_THE PROBLEM:_
What lines of the data below include the word "query"? Report them by copying each.

_DATA FOR THE TASK:_
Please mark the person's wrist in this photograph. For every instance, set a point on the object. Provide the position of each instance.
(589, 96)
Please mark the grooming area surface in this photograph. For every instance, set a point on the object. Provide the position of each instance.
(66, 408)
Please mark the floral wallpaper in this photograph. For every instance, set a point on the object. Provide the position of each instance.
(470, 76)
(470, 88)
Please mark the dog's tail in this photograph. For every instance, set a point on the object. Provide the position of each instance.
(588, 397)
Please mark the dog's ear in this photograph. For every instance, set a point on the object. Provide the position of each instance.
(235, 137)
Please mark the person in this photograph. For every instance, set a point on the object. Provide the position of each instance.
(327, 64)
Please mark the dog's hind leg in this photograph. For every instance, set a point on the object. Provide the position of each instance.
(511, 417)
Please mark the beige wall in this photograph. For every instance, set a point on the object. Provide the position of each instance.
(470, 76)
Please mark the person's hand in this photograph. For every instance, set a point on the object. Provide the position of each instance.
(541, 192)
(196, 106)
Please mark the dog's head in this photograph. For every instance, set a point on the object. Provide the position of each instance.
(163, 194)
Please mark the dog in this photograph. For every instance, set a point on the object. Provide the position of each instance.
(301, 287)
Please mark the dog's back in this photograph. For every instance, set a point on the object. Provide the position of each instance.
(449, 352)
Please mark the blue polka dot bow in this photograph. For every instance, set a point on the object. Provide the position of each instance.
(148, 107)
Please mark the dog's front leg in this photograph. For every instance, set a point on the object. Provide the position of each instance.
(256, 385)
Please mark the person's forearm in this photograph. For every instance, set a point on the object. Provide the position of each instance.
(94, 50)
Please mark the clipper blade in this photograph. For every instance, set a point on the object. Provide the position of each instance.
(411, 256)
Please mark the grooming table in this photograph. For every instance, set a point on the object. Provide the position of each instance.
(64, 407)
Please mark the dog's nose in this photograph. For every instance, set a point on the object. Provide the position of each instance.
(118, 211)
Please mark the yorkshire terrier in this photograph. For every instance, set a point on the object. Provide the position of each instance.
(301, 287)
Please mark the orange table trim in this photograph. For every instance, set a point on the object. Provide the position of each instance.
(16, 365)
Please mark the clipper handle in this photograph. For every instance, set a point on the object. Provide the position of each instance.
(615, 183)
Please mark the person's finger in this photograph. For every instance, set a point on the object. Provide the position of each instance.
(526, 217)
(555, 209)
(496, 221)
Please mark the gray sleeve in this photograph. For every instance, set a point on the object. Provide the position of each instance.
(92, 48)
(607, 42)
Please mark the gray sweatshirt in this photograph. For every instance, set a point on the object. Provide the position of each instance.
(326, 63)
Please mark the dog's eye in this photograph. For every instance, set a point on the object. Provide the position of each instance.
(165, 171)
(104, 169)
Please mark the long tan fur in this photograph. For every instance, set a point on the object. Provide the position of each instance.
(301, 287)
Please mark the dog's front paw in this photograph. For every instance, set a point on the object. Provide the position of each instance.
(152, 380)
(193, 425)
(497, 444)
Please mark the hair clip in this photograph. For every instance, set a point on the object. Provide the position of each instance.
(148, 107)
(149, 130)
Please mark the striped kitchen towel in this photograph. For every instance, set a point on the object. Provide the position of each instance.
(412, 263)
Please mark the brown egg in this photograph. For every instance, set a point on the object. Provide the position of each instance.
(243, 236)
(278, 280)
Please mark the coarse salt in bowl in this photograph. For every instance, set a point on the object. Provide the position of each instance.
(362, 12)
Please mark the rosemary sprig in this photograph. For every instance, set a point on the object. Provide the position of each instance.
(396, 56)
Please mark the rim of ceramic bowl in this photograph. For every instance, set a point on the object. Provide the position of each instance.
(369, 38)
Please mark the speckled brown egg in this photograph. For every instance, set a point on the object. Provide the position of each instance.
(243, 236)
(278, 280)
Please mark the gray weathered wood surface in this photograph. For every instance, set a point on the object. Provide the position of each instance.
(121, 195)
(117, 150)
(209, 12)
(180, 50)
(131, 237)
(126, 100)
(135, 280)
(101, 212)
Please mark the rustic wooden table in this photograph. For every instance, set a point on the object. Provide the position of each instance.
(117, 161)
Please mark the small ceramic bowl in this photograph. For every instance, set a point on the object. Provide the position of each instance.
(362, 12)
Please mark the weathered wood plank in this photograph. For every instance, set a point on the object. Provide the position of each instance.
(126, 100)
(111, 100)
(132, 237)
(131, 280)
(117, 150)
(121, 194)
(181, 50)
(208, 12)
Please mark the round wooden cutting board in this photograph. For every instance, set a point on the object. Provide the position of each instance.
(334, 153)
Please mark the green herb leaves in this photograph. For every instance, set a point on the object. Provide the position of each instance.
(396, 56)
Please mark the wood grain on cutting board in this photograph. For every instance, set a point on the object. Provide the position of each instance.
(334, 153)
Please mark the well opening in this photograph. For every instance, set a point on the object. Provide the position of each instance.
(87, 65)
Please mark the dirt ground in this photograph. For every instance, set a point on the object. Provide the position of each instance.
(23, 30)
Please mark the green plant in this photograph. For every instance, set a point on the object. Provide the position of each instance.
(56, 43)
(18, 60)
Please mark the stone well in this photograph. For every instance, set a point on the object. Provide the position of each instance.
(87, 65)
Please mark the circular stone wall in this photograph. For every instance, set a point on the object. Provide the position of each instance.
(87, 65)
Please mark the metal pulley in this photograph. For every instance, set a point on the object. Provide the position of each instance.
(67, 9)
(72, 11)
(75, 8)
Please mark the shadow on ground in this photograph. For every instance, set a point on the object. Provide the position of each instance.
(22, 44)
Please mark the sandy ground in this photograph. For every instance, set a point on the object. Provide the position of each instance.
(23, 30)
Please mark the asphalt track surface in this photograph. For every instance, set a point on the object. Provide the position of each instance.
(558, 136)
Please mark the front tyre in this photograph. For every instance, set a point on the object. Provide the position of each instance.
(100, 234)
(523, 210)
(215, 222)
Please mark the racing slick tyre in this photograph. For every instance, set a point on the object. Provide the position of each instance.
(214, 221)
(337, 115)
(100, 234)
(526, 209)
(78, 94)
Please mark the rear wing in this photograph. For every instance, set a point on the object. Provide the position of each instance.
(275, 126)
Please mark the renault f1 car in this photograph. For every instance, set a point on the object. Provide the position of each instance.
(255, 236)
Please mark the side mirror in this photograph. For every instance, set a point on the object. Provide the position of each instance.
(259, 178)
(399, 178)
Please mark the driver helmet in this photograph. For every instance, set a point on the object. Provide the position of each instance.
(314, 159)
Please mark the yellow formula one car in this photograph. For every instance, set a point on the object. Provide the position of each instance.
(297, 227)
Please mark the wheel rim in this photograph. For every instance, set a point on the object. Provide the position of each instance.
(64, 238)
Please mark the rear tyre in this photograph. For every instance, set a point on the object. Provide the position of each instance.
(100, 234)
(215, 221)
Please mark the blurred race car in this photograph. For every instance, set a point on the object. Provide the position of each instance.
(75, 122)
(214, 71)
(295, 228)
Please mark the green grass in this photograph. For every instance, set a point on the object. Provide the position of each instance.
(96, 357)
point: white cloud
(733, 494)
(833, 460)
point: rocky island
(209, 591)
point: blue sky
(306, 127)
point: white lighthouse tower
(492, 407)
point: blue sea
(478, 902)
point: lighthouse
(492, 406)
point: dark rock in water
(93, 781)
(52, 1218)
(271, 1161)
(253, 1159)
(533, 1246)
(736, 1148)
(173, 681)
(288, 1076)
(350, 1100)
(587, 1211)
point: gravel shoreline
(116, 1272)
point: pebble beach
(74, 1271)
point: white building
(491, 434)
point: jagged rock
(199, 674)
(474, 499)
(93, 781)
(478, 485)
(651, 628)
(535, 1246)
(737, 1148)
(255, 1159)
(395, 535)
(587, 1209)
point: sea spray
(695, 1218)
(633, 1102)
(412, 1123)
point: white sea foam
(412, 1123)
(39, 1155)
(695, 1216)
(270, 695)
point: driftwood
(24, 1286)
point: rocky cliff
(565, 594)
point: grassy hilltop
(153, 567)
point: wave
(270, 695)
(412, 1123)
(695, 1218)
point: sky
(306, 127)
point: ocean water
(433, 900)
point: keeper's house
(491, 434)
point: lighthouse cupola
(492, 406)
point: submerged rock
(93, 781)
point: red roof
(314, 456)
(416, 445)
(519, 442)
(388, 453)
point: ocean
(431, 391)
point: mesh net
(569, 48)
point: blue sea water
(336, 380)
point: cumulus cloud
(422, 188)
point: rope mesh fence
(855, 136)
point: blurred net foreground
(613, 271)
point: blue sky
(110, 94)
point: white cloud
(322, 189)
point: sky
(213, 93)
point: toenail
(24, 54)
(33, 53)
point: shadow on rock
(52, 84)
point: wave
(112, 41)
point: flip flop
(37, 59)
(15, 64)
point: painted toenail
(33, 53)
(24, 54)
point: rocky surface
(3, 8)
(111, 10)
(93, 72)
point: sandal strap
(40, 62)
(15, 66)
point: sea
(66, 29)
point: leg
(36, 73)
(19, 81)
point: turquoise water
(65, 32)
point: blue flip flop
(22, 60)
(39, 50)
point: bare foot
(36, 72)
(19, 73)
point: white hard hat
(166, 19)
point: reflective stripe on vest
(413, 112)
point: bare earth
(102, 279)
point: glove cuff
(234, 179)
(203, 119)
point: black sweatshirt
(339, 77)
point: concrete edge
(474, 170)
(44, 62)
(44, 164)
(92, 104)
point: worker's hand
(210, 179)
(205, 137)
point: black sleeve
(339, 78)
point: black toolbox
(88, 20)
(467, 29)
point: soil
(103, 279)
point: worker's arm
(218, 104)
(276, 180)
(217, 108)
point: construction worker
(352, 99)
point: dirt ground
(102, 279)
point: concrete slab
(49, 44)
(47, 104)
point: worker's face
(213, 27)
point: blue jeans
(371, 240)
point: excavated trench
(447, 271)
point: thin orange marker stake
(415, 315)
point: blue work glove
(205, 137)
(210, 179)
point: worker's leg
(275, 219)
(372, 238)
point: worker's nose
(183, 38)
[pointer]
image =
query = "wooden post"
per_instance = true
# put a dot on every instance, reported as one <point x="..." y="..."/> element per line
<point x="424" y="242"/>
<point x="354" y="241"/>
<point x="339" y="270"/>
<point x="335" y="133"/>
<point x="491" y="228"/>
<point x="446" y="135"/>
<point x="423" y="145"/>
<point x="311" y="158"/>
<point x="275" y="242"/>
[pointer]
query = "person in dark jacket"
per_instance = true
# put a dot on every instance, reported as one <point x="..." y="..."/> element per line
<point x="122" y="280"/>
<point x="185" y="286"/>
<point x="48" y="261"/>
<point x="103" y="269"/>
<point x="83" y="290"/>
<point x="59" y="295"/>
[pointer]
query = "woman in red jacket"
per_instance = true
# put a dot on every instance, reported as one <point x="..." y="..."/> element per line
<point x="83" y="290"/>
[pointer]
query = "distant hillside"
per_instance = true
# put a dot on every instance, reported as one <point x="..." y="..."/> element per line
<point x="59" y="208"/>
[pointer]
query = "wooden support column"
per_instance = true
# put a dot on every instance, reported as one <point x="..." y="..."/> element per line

_THE COMPLETED TASK:_
query = "wooden post"
query = "person in dark jacket"
query = "woman in red jacket"
query = "distant hillside"
query = "wooden support column"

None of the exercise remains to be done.